>>>

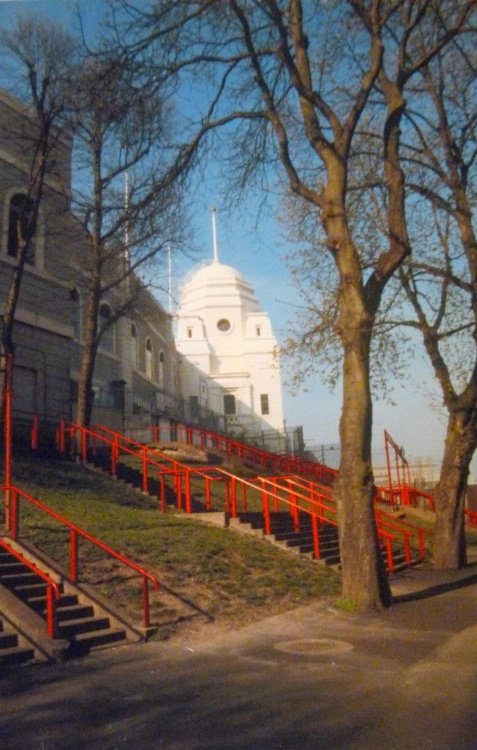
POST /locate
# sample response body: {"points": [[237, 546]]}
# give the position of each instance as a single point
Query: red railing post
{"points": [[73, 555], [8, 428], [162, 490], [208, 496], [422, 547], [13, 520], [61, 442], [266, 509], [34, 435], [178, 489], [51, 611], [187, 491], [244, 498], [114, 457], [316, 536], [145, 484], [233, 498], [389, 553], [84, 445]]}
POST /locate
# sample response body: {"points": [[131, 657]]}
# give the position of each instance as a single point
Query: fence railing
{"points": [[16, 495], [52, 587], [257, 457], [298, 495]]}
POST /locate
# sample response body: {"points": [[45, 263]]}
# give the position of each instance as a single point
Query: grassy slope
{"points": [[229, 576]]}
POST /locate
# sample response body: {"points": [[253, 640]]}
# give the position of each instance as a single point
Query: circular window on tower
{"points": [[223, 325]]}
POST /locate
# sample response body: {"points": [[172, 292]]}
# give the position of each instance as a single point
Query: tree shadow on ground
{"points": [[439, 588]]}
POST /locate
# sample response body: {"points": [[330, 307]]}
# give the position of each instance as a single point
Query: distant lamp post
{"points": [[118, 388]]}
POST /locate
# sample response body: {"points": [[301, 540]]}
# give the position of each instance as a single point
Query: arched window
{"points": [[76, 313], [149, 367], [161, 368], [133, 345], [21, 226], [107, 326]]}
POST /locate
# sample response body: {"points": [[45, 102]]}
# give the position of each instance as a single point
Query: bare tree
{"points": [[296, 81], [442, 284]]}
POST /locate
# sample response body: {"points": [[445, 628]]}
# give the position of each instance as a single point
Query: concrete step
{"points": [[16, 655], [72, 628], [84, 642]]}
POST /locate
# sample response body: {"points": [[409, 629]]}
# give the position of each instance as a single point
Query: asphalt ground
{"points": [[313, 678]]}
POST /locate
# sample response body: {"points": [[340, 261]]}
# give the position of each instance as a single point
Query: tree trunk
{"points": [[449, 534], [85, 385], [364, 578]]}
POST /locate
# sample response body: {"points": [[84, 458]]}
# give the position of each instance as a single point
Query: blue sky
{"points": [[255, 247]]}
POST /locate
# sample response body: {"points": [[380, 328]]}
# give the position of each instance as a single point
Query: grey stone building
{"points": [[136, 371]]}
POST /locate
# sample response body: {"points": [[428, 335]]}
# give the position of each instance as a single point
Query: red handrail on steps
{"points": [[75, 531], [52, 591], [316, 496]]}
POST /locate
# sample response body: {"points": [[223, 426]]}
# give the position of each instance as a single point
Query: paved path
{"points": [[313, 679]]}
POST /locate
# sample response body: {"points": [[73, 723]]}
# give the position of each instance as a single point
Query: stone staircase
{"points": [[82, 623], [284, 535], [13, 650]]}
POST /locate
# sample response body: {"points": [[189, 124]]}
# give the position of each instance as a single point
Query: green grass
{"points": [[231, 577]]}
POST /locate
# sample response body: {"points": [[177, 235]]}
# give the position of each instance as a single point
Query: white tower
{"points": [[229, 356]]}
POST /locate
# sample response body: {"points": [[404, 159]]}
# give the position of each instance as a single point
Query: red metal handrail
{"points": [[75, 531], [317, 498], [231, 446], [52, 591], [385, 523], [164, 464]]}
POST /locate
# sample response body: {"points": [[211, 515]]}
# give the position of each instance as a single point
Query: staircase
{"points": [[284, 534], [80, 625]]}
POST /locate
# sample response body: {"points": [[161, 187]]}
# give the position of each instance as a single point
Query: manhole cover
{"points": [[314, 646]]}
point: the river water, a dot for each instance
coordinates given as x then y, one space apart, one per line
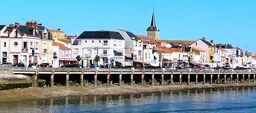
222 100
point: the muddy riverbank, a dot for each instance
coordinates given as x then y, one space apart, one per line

<<<

The reply must hold every line above exactly as written and none of the pictures.

POST /locate
# sample response body: {"points": [[237, 546]]}
# give the position of each instance as a single point
Query: red railing post
{"points": [[73, 555], [8, 428], [162, 490], [208, 496], [422, 547], [13, 520], [61, 442], [266, 509], [34, 435], [178, 489], [51, 611], [187, 491], [244, 498], [114, 457], [316, 536], [145, 484], [233, 498], [389, 553], [84, 445]]}
POST /locate
# sample response body: {"points": [[131, 657]]}
# give the position of each instance as a single point
Query: fence railing
{"points": [[16, 495], [52, 587], [257, 457], [298, 495]]}
POST /locate
# sample response body: {"points": [[45, 263]]}
# give the position of each instance as a single point
Query: grassy slope
{"points": [[229, 576]]}
POST /locate
# sample response body: {"points": [[253, 640]]}
# give the position of each instance as a single point
Query: circular window on tower
{"points": [[223, 325]]}
POST /locate
# sample response body: {"points": [[172, 292]]}
# give the position of each instance as a single point
Query: tree shadow on ground
{"points": [[439, 588]]}
POST /locate
# sample response body: {"points": [[330, 307]]}
# give the position of each instance as a single point
Query: distant lamp post
{"points": [[118, 388]]}
POST /locate
# sample response body: {"points": [[301, 540]]}
# give the position of each instance as a single point
Query: arched window
{"points": [[76, 313], [149, 367], [161, 368], [133, 345], [21, 226], [107, 326]]}
POST /locate
# sample response body: {"points": [[45, 102]]}
# give the position of each instance as a single point
Query: bare tree
{"points": [[296, 81], [442, 284]]}
POST /locate
# sample response body: {"points": [[445, 628]]}
# give the position of each instance as a single point
Query: concrete step
{"points": [[16, 655], [72, 628], [84, 642]]}
POST /locate
# sample response body: {"points": [[409, 629]]}
# give the position of each instance as a single point
Query: asphalt ground
{"points": [[313, 678]]}
POST /locate
# sample response body: {"points": [[340, 261]]}
# give the position of each instance as a single point
Query: tree trunk
{"points": [[449, 534], [85, 385], [364, 578]]}
POST /locate
# sample response body: {"points": [[84, 458]]}
# give the position of each instance as a single point
Query: blue sky
{"points": [[255, 247]]}
POST /locate
# sample response body: {"points": [[380, 328]]}
# give the position of each instance as a single point
Query: grey stone building
{"points": [[136, 371]]}
POST /locate
# sample response body: {"points": [[428, 335]]}
# give the position of each instance as a single point
Query: red handrail on steps
{"points": [[75, 531], [52, 591], [316, 496]]}
POST /locate
# sample response body: {"points": [[223, 426]]}
# give the position of each instance as a single point
Query: paved path
{"points": [[313, 679]]}
POST /locate
# sample response body: {"points": [[73, 723]]}
# give the position of each instance as a single point
Query: stone staircase
{"points": [[82, 623], [284, 535], [13, 650]]}
POST /locate
# sample response body: {"points": [[189, 124]]}
# give the position of each instance as a single point
Query: green grass
{"points": [[231, 577]]}
POST /locate
# sample response body: {"points": [[177, 235]]}
# give the position of each instance as a single point
Query: white tower
{"points": [[229, 356]]}
POST /locate
# sample response body: {"points": [[404, 159]]}
# give the position of each instance as a single point
Query: red metal handrail
{"points": [[75, 531], [317, 498], [231, 446], [52, 591], [385, 523], [164, 464]]}
POST /locate
# sample response body: {"points": [[211, 515]]}
# give the position of each instance as a single point
Query: staircase
{"points": [[284, 534], [80, 625]]}
POST /locate
# sample response body: {"points": [[161, 187]]}
# give the position of each instance as a single point
Query: manhole cover
{"points": [[314, 646]]}
point: the river water, a dot for each instance
coordinates given as x then y, one space apart, one per line
222 100
point: the muddy riverbank, a dot for each instance
coordinates given as x then y, one space apart, one per line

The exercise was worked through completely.